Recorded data
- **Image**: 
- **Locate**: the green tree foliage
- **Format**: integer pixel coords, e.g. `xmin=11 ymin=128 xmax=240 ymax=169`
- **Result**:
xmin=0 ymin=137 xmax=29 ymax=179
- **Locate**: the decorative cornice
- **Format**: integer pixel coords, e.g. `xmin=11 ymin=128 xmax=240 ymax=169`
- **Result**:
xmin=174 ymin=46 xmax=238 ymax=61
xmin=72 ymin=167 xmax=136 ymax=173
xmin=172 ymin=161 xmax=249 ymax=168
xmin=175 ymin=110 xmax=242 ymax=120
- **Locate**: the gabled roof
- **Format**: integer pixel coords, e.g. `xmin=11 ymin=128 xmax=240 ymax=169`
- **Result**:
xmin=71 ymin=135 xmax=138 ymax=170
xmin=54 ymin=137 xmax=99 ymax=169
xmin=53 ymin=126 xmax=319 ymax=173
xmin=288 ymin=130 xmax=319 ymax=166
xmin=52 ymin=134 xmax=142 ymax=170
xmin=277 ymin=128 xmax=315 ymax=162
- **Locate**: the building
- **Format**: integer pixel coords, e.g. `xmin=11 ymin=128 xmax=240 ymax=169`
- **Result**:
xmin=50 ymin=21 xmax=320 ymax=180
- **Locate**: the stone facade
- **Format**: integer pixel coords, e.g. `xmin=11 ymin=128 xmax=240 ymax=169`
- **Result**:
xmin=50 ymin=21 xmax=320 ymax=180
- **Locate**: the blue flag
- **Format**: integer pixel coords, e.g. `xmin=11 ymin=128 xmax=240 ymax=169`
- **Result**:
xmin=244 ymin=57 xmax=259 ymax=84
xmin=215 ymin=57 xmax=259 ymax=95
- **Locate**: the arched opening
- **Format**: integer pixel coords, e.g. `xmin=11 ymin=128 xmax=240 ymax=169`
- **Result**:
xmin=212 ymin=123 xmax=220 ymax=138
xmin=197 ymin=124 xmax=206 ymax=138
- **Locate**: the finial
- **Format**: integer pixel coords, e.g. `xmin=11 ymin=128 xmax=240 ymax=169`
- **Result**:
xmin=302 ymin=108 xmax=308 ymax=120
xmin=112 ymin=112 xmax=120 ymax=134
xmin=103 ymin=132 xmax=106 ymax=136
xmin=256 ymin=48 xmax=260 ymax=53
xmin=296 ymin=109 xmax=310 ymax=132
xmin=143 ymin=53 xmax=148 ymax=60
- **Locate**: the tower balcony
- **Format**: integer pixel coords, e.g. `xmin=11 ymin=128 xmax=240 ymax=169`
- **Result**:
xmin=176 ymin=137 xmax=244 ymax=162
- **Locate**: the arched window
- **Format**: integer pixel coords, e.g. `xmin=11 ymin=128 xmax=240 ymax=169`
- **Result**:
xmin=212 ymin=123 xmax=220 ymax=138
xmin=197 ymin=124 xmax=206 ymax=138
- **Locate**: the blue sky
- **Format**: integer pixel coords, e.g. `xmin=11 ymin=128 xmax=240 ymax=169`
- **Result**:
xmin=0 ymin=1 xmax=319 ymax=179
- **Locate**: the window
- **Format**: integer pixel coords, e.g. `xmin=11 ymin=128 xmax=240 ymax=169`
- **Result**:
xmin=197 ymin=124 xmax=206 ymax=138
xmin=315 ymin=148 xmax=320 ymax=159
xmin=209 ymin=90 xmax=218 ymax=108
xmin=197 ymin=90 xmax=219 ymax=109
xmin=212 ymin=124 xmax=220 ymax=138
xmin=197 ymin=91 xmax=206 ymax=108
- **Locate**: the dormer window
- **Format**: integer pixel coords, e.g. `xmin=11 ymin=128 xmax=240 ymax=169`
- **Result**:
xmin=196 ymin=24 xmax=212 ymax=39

_Aim of the task:_
Please print verbatim each line from the first line of the entries above to the line that contains "- **Locate**: the blue flag", inclusive, and nothing more.

_Solution for this task:_
- **Image**: 
- **Locate**: the green tree foliage
- **Format**: integer pixel coords, e.g. `xmin=11 ymin=128 xmax=240 ymax=169`
- **Result**:
xmin=0 ymin=137 xmax=29 ymax=179
- **Locate**: the decorative cornice
- **Format**: integer pixel coords, e.g. `xmin=11 ymin=128 xmax=240 ymax=169`
- **Result**:
xmin=174 ymin=46 xmax=238 ymax=61
xmin=72 ymin=167 xmax=136 ymax=173
xmin=172 ymin=161 xmax=249 ymax=168
xmin=175 ymin=110 xmax=242 ymax=120
- **Locate**: the gabled roof
- **Format**: integer pixel coords, e.g. `xmin=11 ymin=128 xmax=240 ymax=169`
- **Result**:
xmin=71 ymin=135 xmax=138 ymax=170
xmin=54 ymin=137 xmax=99 ymax=169
xmin=53 ymin=126 xmax=319 ymax=173
xmin=288 ymin=130 xmax=319 ymax=166
xmin=52 ymin=134 xmax=142 ymax=170
xmin=277 ymin=128 xmax=315 ymax=162
- **Locate**: the building
- **Format**: integer pixel coords, e.g. `xmin=11 ymin=128 xmax=240 ymax=169`
- **Result**:
xmin=50 ymin=21 xmax=320 ymax=180
- **Locate**: the stone facade
- **Format**: integer pixel coords, e.g. `xmin=11 ymin=128 xmax=240 ymax=169`
- **Result**:
xmin=50 ymin=21 xmax=320 ymax=180
- **Locate**: the blue flag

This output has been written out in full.